(Stored items from a collection)

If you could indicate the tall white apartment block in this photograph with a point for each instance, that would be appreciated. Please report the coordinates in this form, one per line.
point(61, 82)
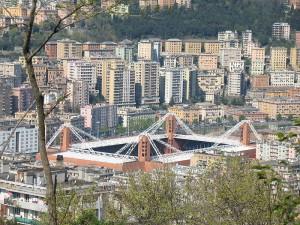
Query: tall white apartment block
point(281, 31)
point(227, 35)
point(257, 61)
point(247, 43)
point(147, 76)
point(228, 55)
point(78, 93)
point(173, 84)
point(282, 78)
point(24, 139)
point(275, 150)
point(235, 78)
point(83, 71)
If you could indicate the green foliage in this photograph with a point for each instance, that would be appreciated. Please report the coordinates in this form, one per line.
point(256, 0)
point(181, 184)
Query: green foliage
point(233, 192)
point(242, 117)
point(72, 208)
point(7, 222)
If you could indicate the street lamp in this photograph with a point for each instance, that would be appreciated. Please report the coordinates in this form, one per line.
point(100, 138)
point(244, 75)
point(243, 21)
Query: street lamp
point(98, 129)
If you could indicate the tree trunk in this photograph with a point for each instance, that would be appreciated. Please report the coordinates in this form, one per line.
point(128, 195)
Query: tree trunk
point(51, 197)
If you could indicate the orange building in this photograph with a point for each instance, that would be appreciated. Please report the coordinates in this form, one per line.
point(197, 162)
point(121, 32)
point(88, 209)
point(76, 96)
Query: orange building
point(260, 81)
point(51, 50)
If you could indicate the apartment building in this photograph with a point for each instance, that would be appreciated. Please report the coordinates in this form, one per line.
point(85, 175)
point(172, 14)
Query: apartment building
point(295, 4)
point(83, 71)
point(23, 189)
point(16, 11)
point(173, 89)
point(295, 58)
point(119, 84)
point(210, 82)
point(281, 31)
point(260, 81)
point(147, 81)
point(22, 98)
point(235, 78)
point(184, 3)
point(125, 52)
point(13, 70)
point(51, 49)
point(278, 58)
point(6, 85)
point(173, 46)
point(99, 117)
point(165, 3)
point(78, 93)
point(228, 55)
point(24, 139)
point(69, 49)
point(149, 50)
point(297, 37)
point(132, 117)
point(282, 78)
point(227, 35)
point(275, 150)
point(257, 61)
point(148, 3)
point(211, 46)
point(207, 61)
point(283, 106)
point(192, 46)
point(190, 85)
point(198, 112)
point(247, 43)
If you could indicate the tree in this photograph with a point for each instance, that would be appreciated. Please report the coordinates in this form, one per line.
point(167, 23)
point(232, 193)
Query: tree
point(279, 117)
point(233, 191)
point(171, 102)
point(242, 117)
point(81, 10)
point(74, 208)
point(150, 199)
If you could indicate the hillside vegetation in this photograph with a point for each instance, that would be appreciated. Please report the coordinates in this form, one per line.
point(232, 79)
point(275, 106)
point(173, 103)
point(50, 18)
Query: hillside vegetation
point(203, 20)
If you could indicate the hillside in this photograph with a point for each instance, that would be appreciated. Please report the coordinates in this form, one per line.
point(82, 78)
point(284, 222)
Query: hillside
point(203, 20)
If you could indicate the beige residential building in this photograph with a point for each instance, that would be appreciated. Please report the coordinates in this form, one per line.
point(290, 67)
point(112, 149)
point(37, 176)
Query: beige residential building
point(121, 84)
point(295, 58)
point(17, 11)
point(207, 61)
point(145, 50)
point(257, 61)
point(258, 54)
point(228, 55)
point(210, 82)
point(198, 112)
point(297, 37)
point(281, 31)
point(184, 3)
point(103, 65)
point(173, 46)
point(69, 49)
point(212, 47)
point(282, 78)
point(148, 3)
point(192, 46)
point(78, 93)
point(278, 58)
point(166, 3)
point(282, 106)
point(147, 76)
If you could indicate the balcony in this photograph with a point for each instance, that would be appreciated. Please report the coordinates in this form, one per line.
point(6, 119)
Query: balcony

==

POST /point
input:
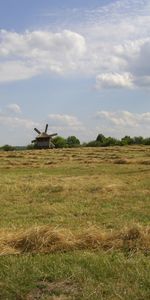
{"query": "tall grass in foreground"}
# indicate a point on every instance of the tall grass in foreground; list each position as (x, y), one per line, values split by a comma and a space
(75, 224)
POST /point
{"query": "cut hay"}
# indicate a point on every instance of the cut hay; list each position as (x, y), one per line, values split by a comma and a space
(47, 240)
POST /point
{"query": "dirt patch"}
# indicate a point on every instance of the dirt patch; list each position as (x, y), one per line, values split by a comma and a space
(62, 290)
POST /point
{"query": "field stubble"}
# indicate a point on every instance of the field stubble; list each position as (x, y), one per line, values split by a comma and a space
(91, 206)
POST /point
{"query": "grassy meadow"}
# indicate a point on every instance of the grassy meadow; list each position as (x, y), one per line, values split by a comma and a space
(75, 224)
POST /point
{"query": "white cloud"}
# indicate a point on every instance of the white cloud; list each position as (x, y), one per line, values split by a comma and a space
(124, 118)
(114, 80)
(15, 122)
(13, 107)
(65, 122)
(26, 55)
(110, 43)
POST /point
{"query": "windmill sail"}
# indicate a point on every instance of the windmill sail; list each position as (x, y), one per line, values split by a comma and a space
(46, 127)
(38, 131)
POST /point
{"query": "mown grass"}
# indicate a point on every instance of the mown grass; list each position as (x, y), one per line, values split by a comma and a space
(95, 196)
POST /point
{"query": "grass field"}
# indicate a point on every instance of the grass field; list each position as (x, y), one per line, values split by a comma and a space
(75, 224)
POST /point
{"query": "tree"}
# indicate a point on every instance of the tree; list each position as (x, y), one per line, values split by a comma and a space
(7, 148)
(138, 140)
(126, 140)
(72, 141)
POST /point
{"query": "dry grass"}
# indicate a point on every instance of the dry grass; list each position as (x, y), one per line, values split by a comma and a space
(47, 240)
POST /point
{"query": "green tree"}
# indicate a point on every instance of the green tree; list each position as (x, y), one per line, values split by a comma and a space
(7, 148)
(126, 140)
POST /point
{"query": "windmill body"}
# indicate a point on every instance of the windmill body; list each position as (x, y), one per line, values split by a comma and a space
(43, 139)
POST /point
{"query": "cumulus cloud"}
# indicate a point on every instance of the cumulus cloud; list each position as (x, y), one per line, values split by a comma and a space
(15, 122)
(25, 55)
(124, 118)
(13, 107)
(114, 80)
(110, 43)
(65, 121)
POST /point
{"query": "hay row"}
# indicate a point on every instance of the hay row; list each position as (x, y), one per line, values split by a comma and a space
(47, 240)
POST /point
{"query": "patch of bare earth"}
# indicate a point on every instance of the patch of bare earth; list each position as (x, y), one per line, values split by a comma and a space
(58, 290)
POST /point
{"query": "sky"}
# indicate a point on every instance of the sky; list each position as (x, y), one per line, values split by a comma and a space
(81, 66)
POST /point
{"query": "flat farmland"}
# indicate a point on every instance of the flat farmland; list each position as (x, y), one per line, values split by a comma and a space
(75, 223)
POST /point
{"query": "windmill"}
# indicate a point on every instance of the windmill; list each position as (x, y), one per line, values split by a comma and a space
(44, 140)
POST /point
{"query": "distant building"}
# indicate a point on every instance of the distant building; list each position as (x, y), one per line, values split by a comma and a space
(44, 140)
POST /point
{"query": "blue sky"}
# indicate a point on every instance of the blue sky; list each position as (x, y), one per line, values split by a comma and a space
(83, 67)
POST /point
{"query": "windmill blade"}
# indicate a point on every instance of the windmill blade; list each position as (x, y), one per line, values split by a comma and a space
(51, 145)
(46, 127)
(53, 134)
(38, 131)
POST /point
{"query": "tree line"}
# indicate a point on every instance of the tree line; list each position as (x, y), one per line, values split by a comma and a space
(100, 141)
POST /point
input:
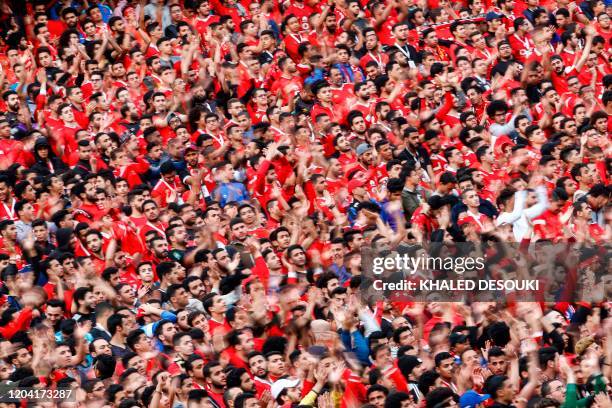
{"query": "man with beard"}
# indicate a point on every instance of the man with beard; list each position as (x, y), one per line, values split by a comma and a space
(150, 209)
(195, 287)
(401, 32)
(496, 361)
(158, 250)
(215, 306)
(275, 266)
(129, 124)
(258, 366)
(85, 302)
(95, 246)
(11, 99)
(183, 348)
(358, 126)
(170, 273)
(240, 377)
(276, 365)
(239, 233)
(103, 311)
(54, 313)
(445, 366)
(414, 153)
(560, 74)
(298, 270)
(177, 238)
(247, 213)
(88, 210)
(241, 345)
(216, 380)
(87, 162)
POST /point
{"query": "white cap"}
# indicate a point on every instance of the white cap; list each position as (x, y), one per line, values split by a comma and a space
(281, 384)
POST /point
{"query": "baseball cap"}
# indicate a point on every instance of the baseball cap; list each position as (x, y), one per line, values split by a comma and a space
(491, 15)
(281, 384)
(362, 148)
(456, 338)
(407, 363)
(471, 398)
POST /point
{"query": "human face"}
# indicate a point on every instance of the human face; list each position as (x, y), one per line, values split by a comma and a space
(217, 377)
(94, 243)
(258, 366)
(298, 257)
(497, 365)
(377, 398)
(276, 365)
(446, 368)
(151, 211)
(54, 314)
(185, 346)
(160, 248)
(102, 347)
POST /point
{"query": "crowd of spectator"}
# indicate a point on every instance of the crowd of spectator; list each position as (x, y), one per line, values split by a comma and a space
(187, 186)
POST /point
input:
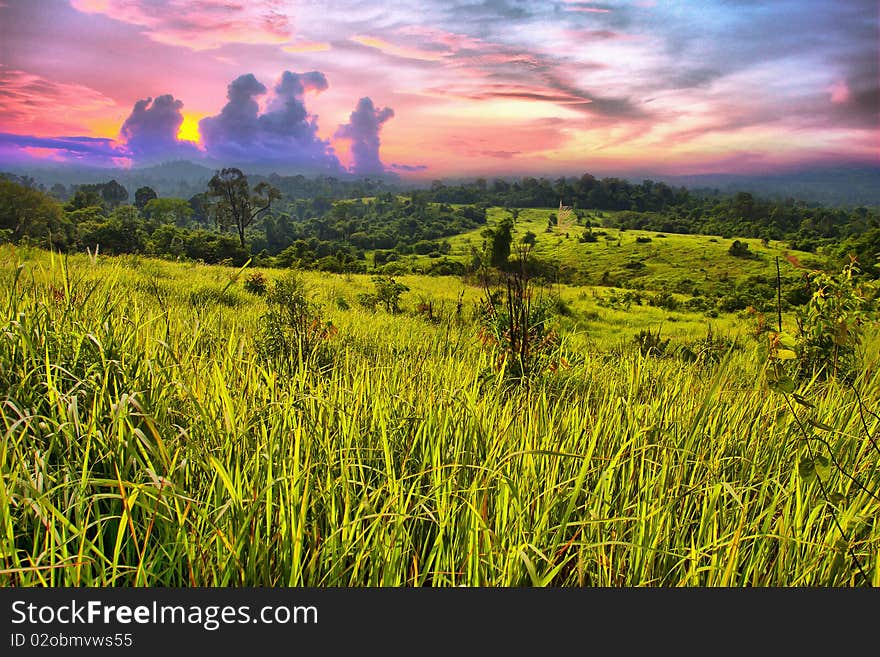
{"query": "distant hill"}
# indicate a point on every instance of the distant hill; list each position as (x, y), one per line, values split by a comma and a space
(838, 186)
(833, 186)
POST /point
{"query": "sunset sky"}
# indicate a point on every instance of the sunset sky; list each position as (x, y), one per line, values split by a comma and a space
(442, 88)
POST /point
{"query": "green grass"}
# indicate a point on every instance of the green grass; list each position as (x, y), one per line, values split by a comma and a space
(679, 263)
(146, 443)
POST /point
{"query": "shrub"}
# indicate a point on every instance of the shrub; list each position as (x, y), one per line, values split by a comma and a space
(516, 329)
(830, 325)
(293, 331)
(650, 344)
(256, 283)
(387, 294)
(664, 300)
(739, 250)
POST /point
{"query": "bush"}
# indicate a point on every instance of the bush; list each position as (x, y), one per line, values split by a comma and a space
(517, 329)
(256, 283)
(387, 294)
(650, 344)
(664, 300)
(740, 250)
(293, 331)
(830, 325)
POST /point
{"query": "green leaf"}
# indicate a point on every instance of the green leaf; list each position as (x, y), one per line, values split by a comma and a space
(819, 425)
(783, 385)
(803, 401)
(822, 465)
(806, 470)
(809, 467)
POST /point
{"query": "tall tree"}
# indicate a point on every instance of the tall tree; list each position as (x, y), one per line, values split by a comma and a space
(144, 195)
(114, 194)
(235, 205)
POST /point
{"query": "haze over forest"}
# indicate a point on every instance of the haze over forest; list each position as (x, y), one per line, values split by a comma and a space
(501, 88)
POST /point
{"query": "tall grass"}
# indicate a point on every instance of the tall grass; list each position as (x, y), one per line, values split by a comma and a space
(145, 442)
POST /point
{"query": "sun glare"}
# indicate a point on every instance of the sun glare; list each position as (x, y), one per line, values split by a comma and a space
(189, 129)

* * *

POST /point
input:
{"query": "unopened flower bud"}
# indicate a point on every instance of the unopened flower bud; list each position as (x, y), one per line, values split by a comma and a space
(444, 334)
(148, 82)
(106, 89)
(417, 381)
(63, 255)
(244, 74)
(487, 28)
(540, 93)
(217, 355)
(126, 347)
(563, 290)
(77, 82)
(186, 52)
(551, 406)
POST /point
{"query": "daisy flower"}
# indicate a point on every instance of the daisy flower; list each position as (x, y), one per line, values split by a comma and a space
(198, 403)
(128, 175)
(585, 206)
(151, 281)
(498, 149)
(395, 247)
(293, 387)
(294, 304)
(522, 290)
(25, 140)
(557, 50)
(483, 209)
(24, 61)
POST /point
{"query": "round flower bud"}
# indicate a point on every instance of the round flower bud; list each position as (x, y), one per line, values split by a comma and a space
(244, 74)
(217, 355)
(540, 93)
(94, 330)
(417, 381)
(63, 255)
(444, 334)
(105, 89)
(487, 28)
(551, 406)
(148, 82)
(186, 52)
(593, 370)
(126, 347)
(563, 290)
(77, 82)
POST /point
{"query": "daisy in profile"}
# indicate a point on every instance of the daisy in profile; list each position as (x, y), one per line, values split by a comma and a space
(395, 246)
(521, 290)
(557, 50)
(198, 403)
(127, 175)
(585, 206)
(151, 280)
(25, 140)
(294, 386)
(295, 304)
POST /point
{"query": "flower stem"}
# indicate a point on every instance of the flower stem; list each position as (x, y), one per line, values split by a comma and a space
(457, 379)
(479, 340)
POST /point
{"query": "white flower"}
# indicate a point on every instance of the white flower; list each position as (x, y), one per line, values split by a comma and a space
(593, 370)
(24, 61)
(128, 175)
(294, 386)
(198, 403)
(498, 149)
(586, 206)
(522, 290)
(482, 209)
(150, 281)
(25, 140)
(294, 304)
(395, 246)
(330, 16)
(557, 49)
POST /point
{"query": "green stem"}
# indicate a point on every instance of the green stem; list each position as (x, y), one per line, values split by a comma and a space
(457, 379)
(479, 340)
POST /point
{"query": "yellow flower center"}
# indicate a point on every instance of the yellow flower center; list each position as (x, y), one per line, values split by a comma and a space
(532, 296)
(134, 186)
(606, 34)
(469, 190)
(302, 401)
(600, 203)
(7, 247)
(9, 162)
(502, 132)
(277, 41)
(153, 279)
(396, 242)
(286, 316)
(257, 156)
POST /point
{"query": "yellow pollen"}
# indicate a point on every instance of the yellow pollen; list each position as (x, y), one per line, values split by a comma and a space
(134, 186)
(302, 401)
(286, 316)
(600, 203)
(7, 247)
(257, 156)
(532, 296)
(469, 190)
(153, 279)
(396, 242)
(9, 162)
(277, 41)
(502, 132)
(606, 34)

REQUIRED WORK
Give the number of lines in the data that include the string "coordinates", please, and nothing else.

EXERCISE RESULT
11